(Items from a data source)
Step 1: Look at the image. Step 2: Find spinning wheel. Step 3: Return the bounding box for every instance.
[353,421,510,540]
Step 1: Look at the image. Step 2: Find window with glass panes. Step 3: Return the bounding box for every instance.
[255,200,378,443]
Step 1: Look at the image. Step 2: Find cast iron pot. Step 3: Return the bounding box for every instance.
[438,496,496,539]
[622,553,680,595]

### INSTRUCTION
Recast every line of the listing above as a numbered list, omitting blank lines.

### SOLUTION TO THE EXERCISE
1. Step 1: Look at the image. Step 2: Find spinning wheel. Step 3: Return the bounding box for every instance.
2. [353,421,510,540]
3. Step 1: Look at the image. Step 2: Find window with glass panes. Step 3: Return the bounding box for every instance.
4. [255,200,378,443]
5. Step 1: Look at the image. Step 2: Find cast iron pot. Step 3: Return the bounding box for every instance.
6. [438,496,496,539]
7. [622,553,680,595]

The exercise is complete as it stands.